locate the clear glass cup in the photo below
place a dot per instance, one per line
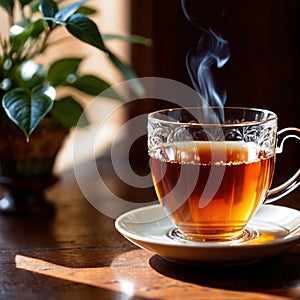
(212, 167)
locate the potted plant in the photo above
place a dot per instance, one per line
(33, 120)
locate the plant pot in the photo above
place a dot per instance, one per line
(26, 168)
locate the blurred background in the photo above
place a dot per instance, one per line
(263, 69)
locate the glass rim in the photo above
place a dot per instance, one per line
(272, 116)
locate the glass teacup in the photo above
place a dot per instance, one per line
(212, 167)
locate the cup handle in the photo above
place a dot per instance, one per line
(292, 183)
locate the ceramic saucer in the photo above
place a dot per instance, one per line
(272, 230)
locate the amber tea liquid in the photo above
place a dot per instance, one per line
(205, 206)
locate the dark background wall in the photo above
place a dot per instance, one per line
(263, 70)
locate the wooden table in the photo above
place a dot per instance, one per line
(78, 254)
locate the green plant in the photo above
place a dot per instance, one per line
(28, 89)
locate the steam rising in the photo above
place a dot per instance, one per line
(211, 50)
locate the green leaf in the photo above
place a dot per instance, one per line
(31, 74)
(48, 8)
(85, 30)
(84, 10)
(24, 2)
(128, 74)
(8, 5)
(93, 85)
(69, 112)
(38, 27)
(61, 69)
(27, 109)
(135, 39)
(67, 11)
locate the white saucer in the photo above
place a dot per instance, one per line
(276, 229)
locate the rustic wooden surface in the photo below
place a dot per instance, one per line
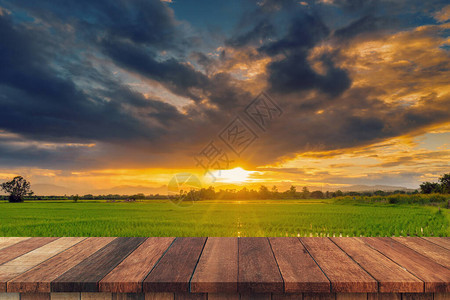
____________
◆ WORK TO COMPLETE:
Rewrite all of the data above, changing every "place a dot" to "mark a point" and leaving everything else as it is. Omit the pictures from your version.

◆ THE RESPONSE:
locate the clear glass cup in the photo below
mark a point per instance, one per line
(212, 167)
locate the potted plant in the photo above
mark a point per instance, one per line
(33, 120)
locate the plant pot in the photo above
mark a point per instance, one per line
(26, 168)
locate the blurred background in the photo above
mark a point per instance, one per line
(263, 69)
locate the glass rim in the photo above
mark a point per instance, one per line
(272, 116)
locate the glass teacup in the photo above
mark a point per instance, one per line
(212, 167)
locate the cup handle in the photo above
mark a point per instance, one per line
(292, 183)
locate the ceramic saucer in the photo above
mark a point per instance, one per line
(272, 230)
locate the amber tea liquid in the photo above
mark a point per instance, one per line
(205, 206)
locate the dark background wall in the photo above
mark a point per instance, one per line
(263, 70)
locate the wooden table in the photo above
mark a point per instance, one per line
(78, 254)
locate the green plant in the photo above
mark a point per instance, one per line
(28, 89)
locate the steam rising in the photo above
mark a point per instance, one per line
(211, 50)
locate the green leaf in the photo above
mark a point per instance, one per line
(31, 74)
(48, 8)
(85, 30)
(84, 10)
(24, 2)
(128, 74)
(8, 5)
(93, 85)
(69, 112)
(38, 27)
(61, 69)
(27, 109)
(135, 39)
(67, 11)
locate the white saucer in the photo above
mark a point per instance, one per line
(276, 229)
locate the rustic wooden surface in the photo below
mark a point per instance, one per line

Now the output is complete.